• **Passage given**:
________________

Key Takeaways
- →Certiorari Granted: The Supreme Court agreed on June 30, 2026 to hear consolidated challenges to AR-15 bans in Cook County, Illinois and Connecticut.
- →The Question: Whether the Second and Fourteenth Amendments guarantee the right to possess AR-15 platform and similar semi-automatic rifles.
- →Timeline: Oral arguments in the fall 2026 term. A ruling is expected by June 2027.
- →What Is at Stake: Assault weapons bans in roughly a dozen states covering California, Connecticut, Illinois, Maryland, Massachusetts, New Jersey, New York, and more.
- →Current Law Unchanged: The cert grant does not alter any existing state ban. AR-15s remain legal to purchase in states without bans; state bans remain in effect in states that have them, pending the ruling.
What Happened on June 30
On the final day of its October 2025 term, the Supreme Court released an order list that included certiorari grants in Viramontes v. County of Cook and Grant v. Higgins. The court consolidated the two cases and will hear them as one. Both cases ask the same question: whether banning the AR-15 and similar semi-automatic rifles violates the Second and Fourteenth Amendments. Lower courts had upheld both bans, the 7th Circuit in Cook County and the 2nd Circuit in Connecticut, and the plaintiffs petitioned for Supreme Court review.

________________

• **Entries supplied**:
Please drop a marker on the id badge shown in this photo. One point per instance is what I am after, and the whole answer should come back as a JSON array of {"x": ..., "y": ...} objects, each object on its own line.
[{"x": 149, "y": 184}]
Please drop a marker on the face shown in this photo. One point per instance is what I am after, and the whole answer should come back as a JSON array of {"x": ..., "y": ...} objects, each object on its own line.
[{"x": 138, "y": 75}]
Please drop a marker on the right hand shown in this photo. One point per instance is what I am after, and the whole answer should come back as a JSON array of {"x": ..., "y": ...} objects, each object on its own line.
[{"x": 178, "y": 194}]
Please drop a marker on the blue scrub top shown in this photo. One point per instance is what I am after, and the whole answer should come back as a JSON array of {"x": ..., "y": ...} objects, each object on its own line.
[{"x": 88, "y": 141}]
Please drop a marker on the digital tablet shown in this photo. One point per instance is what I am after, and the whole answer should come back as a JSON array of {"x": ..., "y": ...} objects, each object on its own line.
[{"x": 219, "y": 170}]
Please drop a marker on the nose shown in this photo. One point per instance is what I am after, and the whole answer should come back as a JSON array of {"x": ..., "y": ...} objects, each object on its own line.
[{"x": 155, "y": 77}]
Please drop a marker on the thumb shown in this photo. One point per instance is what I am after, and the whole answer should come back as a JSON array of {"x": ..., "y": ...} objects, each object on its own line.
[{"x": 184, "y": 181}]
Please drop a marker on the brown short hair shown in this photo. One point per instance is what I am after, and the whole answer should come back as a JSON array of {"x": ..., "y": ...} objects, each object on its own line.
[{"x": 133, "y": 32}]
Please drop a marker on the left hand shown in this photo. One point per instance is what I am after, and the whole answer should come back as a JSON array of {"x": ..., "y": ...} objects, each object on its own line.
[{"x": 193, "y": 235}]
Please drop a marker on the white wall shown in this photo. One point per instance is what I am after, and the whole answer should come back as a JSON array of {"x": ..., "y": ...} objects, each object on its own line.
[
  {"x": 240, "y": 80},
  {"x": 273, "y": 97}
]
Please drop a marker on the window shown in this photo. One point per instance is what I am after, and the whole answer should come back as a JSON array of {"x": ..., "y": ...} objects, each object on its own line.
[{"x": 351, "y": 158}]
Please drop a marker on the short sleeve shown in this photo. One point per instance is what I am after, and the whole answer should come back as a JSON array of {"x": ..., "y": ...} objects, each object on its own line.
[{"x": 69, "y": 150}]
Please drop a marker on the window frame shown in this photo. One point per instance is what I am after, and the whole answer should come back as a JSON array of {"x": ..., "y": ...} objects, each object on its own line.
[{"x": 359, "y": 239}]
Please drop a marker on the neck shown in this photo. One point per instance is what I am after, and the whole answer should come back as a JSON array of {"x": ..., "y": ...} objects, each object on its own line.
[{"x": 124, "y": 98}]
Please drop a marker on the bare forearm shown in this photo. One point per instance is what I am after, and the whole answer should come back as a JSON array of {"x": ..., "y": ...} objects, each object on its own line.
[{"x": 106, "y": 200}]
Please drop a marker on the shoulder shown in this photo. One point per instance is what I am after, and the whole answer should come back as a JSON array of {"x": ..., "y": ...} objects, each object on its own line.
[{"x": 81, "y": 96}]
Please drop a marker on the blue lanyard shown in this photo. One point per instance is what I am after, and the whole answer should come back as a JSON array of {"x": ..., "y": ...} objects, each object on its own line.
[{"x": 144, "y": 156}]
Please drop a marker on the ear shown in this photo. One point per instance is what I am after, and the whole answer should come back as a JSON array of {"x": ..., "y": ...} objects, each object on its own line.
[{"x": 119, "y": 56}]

________________

• **Required work**:
- A) The passage on the Supreme Court's AR-15 cases says state bans are still in force after June 30. Using the passage, explain in one to three sentences why they are still in force.
- B) Copy the passage on the Supreme Court's AR-15 cases word for word, starting with "Key Takeaways" and going on through "York, and more.".

• **Responses to the tasks**:
- A) The grant of certiorari does not change any existing state ban. The bans stay in effect in the states that have them until the Court issues its ruling, which is expected by June 2027.

- B)
Key Takeaways
- →Certiorari Granted: The Supreme Court agreed on June 30, 2026 to hear consolidated challenges to AR-15 bans in Cook County, Illinois and Connecticut.
- →The Question: Whether the Second and Fourteenth Amendments guarantee the right to possess AR-15 platform and similar semi-automatic rifles.
- →Timeline: Oral arguments in the fall 2026 term. A ruling is expected by June 2027.
- →What Is at Stake: Assault weapons bans in roughly a dozen states covering California, Connecticut, Illinois, Maryland, Massachusetts, New Jersey, New York, and more.